EXTRAIT DU DOCUMENT —
──────────
Bien que l’idée du temple ait été quelque peu submergée par la suite dans la conscience des Juifs et des chrétiens, on ne l’a jamais complètement oubliée. Comme Hugh Nibley le fait remarquer, l’Église chrétienne sentait qu’elle ne possédait rien qui pût remplacer adéquatement le temple. Jérusalem est restée au centre des cartes médiévales du monde et l’emplacement du temple était parfois aussi indiqué sur ces cartes. Quand ils libérèrent les lieux saints à Jérusalem, les Croisés visitèrent l’emplacement du temple juste après celui du saint Sépulcre, alors qu’il n’y avait plus eu de temple là-bas pendant plus de mille ans (Nibley, p. 392, 399-409).
 
Les Juifs et les chrétiens qui prennent au sérieux et littéralement la vision de la reconstruction du temple dans Ézéchiel s’attendent à ce que dans le plan de Dieu un futur temple y soit reconstruit, comme ils espèrent la reconstitution des tribus distinctes d’Israël (Ricks, p. 279-280). Après la destruction du temple par les Romains en 70 apr. J.-C., les Juifs ont continué à vivre sans lui, mais il a conservé un rôle important dans leur pensée et leur étude. À notre époque, le temple reste important pour certains Juifs, qui continuent à étudier leurs textes sacrés à son sujet.
──────────
LIGNES RÉPERTORIÉES —
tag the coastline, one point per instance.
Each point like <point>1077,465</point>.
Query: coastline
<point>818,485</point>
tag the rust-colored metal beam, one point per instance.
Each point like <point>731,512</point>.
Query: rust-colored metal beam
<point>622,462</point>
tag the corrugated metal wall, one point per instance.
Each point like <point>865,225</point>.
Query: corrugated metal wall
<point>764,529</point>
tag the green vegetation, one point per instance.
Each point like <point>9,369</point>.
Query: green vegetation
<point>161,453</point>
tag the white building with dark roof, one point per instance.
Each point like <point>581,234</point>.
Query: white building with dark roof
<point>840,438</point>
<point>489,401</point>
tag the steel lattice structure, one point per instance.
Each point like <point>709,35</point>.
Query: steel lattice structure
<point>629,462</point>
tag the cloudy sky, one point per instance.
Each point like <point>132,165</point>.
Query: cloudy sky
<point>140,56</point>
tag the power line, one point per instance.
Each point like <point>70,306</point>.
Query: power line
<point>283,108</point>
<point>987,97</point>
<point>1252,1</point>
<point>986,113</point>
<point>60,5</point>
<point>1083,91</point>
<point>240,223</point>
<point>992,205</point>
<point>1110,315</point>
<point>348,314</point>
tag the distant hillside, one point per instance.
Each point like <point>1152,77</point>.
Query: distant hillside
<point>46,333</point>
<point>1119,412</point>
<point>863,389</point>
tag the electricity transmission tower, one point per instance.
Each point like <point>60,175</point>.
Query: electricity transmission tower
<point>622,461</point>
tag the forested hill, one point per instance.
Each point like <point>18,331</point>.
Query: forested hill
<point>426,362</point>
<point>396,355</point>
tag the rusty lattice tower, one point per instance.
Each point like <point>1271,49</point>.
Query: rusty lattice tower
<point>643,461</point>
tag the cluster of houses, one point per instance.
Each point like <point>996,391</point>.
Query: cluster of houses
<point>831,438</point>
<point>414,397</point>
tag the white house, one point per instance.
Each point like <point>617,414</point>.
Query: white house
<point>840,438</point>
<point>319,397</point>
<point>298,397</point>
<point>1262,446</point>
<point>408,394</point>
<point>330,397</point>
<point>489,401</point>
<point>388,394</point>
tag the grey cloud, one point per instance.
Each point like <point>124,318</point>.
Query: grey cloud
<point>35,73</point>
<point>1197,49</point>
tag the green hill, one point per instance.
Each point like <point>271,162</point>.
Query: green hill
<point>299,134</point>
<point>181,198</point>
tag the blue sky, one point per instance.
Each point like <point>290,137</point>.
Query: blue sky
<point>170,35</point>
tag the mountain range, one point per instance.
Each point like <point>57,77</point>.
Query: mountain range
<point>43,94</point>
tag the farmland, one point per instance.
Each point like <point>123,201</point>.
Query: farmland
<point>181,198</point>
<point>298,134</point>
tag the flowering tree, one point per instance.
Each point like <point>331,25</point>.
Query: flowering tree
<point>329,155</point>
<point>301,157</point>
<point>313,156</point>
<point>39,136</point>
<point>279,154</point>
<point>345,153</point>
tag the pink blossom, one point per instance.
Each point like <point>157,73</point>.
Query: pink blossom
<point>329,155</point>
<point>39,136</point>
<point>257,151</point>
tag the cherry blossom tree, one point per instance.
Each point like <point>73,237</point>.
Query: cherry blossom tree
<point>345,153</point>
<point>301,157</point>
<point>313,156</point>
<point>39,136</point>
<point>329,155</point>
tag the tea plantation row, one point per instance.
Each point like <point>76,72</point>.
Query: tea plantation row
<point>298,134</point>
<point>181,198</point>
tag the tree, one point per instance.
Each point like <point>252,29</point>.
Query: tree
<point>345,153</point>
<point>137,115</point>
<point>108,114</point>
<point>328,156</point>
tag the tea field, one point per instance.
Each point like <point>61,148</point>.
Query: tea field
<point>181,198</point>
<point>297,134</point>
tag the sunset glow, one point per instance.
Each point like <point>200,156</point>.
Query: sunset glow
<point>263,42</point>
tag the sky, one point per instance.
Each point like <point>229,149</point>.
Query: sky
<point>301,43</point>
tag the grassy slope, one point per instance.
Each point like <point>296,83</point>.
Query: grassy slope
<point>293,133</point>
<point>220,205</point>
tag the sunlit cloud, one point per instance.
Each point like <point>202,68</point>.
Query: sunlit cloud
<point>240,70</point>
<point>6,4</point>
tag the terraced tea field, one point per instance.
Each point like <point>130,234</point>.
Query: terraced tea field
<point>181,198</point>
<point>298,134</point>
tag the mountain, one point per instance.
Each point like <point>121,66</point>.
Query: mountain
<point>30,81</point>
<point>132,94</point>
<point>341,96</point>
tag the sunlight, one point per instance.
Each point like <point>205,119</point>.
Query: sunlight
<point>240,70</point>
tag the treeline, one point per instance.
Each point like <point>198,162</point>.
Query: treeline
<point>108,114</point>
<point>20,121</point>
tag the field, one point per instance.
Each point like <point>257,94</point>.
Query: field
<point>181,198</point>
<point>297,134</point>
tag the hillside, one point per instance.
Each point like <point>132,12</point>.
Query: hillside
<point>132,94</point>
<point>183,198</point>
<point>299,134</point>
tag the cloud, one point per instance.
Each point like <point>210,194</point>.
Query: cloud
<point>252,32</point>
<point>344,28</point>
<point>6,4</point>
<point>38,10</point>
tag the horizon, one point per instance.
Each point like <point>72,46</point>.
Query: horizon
──────────
TRAVAIL DEMANDÉ — Traduisez en anglais cette phrase de l'extrait sur le temple : « À notre époque, le temple reste important pour certains Juifs, qui continuent à étudier leurs textes sacrés à son sujet. » Les lignes n'ont aucun rôle dans ce qui est demandé ici.

RÉPONSE COMPLÈTE — In our time, the temple remains important to some Jews, who continue to study their sacred texts about it.